▶ **Request**
Locate each line in the entries below that contains the string "helmet", and copy those lines.

[Spatial annotation entries]
-------------------------
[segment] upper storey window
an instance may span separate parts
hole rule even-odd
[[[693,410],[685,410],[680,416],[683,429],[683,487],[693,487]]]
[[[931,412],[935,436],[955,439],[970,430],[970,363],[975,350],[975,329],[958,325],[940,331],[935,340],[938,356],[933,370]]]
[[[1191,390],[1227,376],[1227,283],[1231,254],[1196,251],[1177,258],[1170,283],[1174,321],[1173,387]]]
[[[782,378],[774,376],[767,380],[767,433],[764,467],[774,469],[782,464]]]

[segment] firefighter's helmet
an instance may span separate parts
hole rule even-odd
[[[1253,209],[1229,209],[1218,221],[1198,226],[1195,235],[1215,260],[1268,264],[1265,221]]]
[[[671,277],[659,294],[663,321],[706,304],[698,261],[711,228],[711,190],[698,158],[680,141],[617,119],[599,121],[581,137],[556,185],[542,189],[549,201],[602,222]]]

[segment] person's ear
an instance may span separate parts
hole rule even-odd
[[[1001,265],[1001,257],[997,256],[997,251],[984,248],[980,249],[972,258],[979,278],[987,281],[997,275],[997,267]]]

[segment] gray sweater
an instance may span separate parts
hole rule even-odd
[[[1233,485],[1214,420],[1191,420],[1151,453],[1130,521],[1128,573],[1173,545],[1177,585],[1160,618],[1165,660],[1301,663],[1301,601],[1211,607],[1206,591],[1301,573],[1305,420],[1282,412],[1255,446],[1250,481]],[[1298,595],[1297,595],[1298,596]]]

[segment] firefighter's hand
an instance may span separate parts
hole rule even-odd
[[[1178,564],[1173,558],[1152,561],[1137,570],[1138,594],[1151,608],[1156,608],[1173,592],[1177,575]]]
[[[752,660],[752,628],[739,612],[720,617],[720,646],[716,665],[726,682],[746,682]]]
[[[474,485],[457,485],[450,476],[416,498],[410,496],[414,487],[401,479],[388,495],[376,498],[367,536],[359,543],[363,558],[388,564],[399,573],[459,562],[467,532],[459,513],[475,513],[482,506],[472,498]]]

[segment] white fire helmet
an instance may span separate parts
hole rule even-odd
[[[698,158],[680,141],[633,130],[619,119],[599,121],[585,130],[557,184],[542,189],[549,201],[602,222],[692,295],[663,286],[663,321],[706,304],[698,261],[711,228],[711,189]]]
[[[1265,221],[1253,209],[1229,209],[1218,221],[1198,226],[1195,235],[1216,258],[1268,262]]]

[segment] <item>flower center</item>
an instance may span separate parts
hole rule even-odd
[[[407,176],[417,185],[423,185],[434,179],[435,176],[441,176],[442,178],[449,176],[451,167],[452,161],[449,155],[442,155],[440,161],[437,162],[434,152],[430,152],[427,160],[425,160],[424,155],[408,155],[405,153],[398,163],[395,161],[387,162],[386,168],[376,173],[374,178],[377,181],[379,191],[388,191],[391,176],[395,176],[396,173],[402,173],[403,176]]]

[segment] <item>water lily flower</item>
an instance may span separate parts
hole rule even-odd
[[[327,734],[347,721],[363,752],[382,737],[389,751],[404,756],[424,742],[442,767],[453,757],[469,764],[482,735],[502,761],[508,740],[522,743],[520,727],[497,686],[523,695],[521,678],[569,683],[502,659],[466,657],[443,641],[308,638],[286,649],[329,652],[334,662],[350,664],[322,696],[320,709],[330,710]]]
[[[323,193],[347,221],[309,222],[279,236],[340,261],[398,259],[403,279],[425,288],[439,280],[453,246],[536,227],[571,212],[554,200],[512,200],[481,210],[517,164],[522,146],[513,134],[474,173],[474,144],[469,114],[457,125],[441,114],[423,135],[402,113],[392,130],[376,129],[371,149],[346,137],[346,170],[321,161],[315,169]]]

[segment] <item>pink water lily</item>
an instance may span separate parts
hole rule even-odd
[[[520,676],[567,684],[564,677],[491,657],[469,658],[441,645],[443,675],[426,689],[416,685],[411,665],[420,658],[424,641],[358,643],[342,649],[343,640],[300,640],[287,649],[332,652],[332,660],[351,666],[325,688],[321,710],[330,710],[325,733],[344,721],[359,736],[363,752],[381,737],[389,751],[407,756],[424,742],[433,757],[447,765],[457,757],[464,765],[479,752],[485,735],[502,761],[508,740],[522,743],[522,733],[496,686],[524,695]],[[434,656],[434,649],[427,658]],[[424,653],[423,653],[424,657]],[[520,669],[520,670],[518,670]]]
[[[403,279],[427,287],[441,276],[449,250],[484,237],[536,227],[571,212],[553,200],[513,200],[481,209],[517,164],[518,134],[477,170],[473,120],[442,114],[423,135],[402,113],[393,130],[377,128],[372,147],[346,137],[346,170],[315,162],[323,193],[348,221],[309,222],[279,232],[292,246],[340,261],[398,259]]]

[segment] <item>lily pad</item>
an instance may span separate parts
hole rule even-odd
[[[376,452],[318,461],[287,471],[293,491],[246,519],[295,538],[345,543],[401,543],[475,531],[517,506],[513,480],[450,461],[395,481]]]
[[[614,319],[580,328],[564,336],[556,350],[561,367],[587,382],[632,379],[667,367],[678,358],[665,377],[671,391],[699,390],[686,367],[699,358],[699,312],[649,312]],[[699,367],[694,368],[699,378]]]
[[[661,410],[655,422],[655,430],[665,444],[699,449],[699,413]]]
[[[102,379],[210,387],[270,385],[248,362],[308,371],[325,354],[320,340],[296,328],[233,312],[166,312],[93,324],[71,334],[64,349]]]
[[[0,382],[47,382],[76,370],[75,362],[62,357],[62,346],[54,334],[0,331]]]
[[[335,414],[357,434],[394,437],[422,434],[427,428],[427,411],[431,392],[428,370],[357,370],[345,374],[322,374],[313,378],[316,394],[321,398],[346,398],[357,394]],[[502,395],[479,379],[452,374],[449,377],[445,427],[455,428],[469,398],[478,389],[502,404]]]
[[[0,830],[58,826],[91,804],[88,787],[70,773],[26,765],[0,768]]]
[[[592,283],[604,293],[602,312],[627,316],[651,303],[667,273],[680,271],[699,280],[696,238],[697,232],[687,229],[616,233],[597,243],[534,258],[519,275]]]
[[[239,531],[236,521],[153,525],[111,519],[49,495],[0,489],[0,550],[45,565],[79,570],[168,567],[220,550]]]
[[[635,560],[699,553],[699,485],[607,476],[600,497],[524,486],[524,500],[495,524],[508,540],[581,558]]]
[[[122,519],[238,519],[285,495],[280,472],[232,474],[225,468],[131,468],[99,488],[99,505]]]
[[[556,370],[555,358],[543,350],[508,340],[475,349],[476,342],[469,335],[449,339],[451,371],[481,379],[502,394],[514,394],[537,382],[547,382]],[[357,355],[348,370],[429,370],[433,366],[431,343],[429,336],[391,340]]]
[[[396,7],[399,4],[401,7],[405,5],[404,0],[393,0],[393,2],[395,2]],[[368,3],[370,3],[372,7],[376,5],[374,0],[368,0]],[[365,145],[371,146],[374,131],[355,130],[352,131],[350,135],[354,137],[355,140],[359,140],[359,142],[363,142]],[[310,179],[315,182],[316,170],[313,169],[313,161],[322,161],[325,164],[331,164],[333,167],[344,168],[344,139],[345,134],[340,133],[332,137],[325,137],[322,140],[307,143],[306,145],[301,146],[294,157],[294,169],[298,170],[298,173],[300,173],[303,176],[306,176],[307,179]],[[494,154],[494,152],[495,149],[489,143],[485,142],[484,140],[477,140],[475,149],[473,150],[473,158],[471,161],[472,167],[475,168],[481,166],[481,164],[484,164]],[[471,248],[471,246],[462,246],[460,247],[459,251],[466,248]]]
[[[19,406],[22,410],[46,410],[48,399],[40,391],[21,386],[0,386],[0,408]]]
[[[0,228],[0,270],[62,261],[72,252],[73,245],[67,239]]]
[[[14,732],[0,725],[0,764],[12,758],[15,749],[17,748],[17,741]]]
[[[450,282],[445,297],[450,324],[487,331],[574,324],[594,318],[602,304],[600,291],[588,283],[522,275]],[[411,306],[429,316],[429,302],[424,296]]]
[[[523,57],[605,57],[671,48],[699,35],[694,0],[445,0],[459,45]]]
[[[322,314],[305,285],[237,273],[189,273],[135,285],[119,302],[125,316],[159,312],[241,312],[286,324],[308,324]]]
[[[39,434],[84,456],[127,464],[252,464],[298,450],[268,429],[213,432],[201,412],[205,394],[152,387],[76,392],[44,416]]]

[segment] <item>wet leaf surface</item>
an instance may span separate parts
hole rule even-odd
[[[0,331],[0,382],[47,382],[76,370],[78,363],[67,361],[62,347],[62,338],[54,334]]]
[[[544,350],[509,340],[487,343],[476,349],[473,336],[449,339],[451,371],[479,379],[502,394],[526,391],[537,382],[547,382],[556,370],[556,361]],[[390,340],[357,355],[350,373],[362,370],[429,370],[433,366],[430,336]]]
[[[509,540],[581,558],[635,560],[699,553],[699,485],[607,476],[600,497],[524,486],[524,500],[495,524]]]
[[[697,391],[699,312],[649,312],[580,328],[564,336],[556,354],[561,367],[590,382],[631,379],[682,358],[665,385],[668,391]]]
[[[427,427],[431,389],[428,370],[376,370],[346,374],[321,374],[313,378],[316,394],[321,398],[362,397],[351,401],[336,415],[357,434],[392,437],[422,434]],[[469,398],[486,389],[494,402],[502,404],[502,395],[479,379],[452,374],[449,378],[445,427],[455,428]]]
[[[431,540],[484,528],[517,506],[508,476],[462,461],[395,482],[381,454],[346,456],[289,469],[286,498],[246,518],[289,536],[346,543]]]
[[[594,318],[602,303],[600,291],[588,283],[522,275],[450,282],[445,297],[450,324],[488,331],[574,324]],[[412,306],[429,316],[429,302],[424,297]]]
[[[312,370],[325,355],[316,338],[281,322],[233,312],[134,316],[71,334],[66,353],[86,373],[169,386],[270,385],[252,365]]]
-------------------------
▶ **Task response**
[segment] firefighter's helmet
[segment] white fire helmet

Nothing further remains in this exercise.